Work to complete: Set down all of the data exactly. Pictures stay out of the copy.

Natural-language object grounding data:
------------

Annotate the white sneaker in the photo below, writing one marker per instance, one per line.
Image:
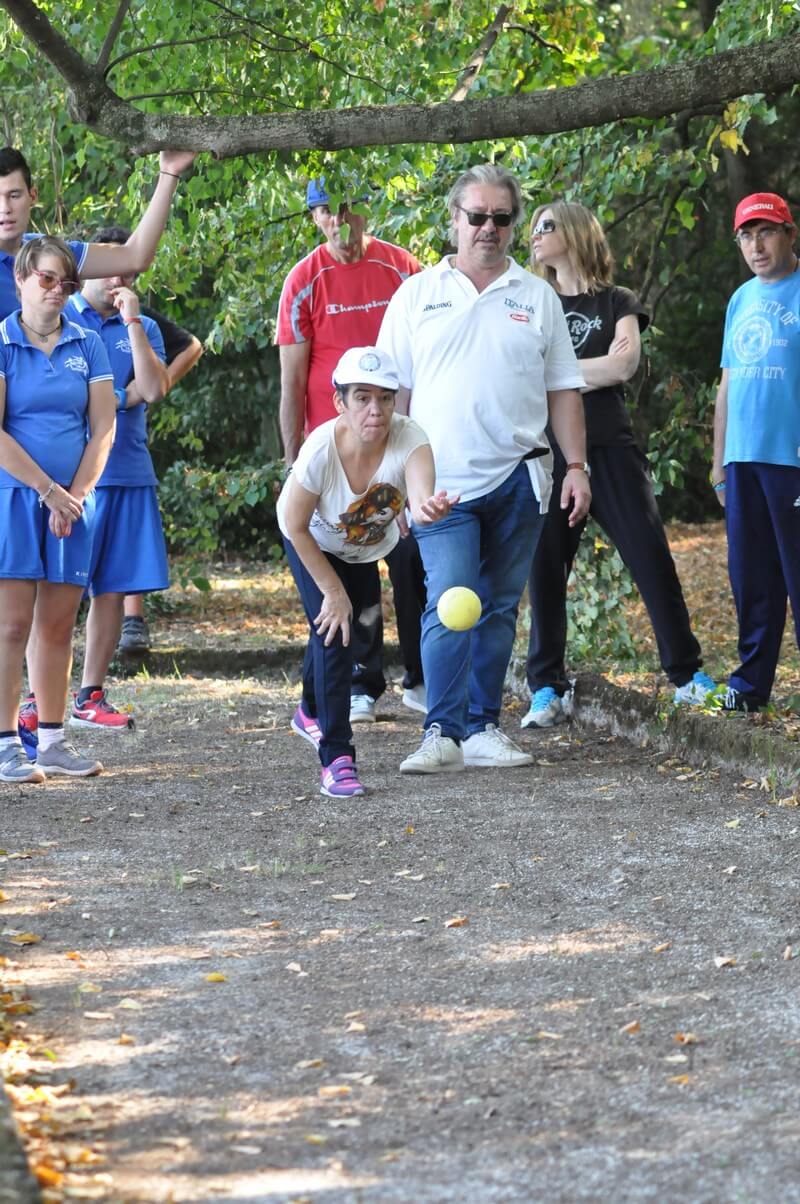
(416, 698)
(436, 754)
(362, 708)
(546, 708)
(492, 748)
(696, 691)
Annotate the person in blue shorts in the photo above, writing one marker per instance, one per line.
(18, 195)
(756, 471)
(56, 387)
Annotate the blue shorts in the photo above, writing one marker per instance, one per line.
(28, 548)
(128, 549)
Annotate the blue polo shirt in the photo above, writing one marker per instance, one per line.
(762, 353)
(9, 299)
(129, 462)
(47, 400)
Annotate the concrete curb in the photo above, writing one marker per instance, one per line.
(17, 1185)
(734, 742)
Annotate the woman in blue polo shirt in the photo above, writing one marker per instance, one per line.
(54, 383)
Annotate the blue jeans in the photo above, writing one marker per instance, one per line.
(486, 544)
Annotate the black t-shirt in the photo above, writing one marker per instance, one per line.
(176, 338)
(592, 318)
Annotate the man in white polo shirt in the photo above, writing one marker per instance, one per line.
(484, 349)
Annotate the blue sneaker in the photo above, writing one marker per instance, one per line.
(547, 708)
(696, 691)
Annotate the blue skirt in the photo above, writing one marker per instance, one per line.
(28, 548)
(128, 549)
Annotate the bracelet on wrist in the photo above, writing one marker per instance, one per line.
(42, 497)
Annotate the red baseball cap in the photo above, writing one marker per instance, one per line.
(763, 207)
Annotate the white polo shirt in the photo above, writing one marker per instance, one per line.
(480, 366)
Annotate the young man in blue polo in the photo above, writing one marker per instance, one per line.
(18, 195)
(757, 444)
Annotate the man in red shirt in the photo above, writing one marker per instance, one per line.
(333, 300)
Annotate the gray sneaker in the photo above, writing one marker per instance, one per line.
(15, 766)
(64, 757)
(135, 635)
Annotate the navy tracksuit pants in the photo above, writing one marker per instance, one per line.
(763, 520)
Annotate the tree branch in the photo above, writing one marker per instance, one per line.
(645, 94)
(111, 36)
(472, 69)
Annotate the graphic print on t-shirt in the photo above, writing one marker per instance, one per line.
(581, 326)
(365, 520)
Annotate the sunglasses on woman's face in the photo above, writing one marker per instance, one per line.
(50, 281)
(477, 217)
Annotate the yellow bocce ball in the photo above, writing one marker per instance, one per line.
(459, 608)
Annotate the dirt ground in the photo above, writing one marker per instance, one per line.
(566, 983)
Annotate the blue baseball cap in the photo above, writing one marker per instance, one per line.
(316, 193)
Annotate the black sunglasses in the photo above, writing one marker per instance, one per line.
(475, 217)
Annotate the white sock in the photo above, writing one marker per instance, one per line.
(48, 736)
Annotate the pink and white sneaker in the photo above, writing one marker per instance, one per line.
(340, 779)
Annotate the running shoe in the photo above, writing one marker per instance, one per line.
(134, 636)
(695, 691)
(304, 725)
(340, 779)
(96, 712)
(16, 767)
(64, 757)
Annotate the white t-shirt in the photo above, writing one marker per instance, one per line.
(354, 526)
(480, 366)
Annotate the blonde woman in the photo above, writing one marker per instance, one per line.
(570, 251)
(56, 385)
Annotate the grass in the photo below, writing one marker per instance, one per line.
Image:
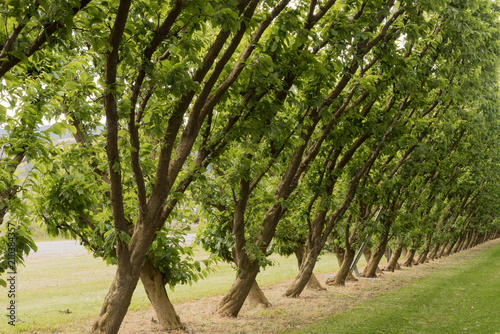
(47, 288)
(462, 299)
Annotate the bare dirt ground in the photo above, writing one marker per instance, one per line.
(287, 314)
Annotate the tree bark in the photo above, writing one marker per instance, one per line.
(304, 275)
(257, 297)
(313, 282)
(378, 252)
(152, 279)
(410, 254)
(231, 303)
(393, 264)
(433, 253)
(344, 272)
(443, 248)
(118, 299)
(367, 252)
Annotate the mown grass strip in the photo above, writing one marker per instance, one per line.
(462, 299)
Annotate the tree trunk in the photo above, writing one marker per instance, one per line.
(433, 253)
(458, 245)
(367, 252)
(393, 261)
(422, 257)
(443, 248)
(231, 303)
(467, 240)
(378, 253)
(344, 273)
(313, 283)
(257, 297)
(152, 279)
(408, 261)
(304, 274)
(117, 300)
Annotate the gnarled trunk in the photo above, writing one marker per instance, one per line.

------------

Your solution:
Annotate the white sneaker in the photo below, writing one marker per instance, one per line.
Image:
(416, 698)
(436, 754)
(362, 708)
(546, 708)
(492, 748)
(696, 691)
Annotate the person in blue shorts in the photo above, writing one marker per instance, one per line.
(18, 195)
(756, 471)
(56, 387)
Annotate the blue shorts in the photo above, writing one marker per instance, one per line.
(28, 548)
(128, 549)
Annotate the blue polo shirt in the photo above, writing one marker per instance, one per line.
(762, 353)
(9, 299)
(129, 462)
(47, 400)
Annotate the concrete curb in the photo above, writing one marker per instance, one per line.
(17, 1185)
(734, 742)
Annotate the woman in blue polo shirt in the photo above, writing one marker per instance, one per line.
(54, 383)
Annotate the blue jeans in the photo above, writing one marker per instance, one per line.
(486, 544)
Annotate the black t-shirt in the photo above, writing one marker per instance, one per line.
(176, 338)
(592, 318)
Annotate the man in white polo shirt in the photo above, writing one marker per instance, one per line.
(484, 349)
Annotate the blue sneaker in the photo above, writing one marker per instance, one per line.
(547, 708)
(696, 691)
Annotate the blue skirt in the photo above, writing one marker per instance, one per line.
(28, 548)
(128, 549)
Annotate the bracelet on wrist in the photo above, writing one marker per instance, one per line.
(42, 497)
Annotate the red baseball cap in the photo above, writing one marker per instance, one per line.
(763, 207)
Annotate the white polo shirt in the photo above, writing one marker per instance, one per line.
(480, 366)
Annotate the young man in blue polo in the photo above, writing one marker per instance, one per line.
(18, 195)
(757, 444)
Annotate the man in red shirt in the photo above, writing one marker per instance, one per line.
(333, 300)
Annotate the gray sneaker in the photo above, writing one marker per instance, one per line.
(15, 766)
(64, 757)
(135, 635)
Annotate the navy tracksuit pants in the photo above, writing one marker per instance, one per line.
(763, 520)
Annotate the tree branch in the photo above, writing one marker per instance, one per line.
(645, 94)
(111, 36)
(472, 69)
Annotate the graphic print on t-shirt in the photo above, writing one marker per instance, one per line.
(581, 326)
(365, 520)
Annotate the sunglasses on woman's face in the photo above, writing one marker per instance, one per line.
(50, 281)
(477, 217)
Annotate the yellow bocce ball in the photo above, writing one marker per instance, one per line.
(459, 608)
Annotate the dirt ground in the photo above, writing one marker per instance, one per line.
(566, 983)
Annotate the blue baseball cap in the photo above, writing one marker per instance, one per line.
(316, 193)
Annotate the black sunglasses in the photo above, writing one marker per instance, one per line.
(475, 217)
Annotate the white sock in the photo above, writing one marker per instance, one per line.
(48, 736)
Annotate the pink and white sneaker in the photo above, writing one marker per instance, one per line.
(340, 779)
Annotate the running shoe in the photo above, writing one marker per instance, one per line.
(134, 636)
(695, 691)
(304, 725)
(340, 779)
(96, 712)
(16, 767)
(64, 757)
Annotate the white t-shirt in the photo above, writing one marker per instance, one per line.
(354, 526)
(480, 366)
Annotate the blonde woman in the photo above, writing one marker per instance, one per line.
(570, 251)
(56, 385)
Annotate the grass in the photo below, writing one marker per instance, one per line.
Image:
(47, 288)
(462, 299)
Annotate the bare dirt ground in the photo above, writing one marker per instance, one per line.
(287, 314)
Annotate the tree bark in the photo above, writing one marker per instance, one per line.
(304, 275)
(257, 297)
(313, 282)
(378, 252)
(152, 279)
(410, 254)
(231, 303)
(393, 264)
(433, 253)
(344, 272)
(443, 248)
(118, 299)
(367, 252)
Annotate the mown grass strip in the photo above, writing one marker per instance, one per line.
(462, 299)
Annotate the tree trunk in the photo above, writing one marker per instance, one per line.
(433, 253)
(458, 245)
(367, 252)
(393, 261)
(422, 257)
(443, 248)
(231, 303)
(467, 240)
(378, 253)
(344, 273)
(313, 283)
(257, 297)
(152, 279)
(408, 261)
(304, 274)
(117, 300)
Annotate the gnarled trunk in the photo above, writing one marker per instance, one per line.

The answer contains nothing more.